Which lines in the items below contain the string "blue"? Show each of them.

··· AVAILABLE DATA ···

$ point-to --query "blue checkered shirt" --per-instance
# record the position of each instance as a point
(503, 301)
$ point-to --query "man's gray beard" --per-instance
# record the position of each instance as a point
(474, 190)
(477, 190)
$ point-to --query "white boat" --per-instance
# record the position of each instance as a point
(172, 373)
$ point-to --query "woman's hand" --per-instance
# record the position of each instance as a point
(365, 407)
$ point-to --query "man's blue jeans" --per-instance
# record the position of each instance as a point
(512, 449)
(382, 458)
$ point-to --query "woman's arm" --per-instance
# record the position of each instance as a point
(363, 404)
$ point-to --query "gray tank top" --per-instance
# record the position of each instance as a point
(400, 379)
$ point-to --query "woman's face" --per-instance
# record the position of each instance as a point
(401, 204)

···
··· AVAILABLE DATA ···

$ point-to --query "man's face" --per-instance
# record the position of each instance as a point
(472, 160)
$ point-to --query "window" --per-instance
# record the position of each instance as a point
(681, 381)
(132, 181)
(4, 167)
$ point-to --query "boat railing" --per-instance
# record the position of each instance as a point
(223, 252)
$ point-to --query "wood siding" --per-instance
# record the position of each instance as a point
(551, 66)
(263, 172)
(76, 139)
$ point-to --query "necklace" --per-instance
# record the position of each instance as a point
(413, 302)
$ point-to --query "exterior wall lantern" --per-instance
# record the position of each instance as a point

···

→ THE REPLY:
$ point-to --query "blue checkered shirt" --per-instance
$ point-to --query "man's blue jeans" --per-instance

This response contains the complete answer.